* **Stated exercise**
Transfer every line of the records from their start through the line containing "[[[251,141],[256,142],[256,122],[250,125],[250,140]]]", both ends included, adding 5 to each coordinate in the answers. Leave the pictures out.
## BEGIN Data listing
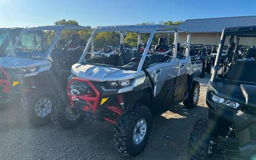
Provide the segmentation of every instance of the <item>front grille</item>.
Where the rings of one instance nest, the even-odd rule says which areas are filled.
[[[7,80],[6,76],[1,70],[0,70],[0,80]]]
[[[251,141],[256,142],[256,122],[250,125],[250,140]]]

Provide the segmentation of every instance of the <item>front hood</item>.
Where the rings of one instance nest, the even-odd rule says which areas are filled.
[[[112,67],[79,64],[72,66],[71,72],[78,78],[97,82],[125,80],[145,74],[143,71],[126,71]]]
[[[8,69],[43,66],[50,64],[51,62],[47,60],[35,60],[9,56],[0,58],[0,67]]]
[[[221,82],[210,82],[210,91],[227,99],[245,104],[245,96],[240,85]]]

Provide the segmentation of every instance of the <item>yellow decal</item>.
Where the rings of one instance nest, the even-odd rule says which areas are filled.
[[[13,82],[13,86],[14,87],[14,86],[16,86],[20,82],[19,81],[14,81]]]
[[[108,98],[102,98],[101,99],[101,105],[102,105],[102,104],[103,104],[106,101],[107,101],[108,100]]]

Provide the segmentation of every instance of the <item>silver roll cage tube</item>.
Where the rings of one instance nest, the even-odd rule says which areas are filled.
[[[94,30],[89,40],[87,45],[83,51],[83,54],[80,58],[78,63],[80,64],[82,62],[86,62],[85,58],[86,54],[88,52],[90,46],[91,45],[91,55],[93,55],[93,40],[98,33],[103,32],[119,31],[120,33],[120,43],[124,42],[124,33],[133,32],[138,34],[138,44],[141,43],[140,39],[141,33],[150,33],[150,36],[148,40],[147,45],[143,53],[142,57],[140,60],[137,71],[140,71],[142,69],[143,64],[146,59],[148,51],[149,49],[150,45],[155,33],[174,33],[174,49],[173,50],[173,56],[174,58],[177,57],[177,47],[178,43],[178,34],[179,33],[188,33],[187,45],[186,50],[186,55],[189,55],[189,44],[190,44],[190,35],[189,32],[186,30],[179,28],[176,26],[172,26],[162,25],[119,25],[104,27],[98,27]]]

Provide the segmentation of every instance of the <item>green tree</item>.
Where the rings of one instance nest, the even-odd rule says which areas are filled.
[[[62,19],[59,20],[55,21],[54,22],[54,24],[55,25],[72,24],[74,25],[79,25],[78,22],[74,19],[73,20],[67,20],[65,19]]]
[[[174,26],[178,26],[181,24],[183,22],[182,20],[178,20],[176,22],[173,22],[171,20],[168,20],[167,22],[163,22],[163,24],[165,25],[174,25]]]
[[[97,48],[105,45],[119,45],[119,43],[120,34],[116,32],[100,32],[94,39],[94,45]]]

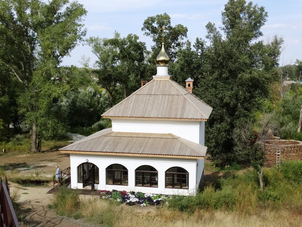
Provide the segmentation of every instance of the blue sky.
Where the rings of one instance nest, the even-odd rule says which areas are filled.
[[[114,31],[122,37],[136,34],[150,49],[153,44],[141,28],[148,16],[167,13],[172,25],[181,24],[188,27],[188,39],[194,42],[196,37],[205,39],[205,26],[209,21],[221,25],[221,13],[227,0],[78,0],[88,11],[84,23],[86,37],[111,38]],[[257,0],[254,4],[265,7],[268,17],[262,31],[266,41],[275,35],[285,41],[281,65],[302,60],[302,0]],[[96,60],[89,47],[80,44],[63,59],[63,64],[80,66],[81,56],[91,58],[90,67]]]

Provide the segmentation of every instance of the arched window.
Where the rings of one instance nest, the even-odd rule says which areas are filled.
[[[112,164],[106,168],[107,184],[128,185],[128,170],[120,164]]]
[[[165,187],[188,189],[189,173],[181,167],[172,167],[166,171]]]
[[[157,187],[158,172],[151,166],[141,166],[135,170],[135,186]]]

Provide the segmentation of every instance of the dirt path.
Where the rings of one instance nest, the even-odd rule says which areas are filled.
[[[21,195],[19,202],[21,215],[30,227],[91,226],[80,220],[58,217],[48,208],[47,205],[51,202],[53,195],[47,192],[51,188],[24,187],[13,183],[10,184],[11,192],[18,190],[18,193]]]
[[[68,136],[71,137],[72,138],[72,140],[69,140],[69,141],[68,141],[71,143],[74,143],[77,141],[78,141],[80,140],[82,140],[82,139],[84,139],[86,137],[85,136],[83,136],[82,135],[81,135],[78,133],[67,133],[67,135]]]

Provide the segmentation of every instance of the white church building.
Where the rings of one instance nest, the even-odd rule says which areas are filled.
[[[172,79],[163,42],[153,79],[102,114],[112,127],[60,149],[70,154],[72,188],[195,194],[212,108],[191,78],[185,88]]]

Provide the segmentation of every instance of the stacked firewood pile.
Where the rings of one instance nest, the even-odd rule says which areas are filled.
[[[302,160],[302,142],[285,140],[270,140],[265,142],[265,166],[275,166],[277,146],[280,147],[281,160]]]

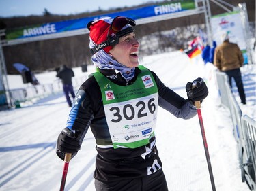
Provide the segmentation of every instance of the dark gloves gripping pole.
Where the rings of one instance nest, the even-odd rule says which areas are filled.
## END Data listing
* **Task result**
Provide the segmentation of every instance of the <item>front grille</item>.
Where the rings of one instance nest, the even-odd rule says which areas are filled.
[[[12,85],[11,81],[6,75],[5,75],[5,85]]]
[[[256,146],[261,147],[261,127],[255,130],[255,145]]]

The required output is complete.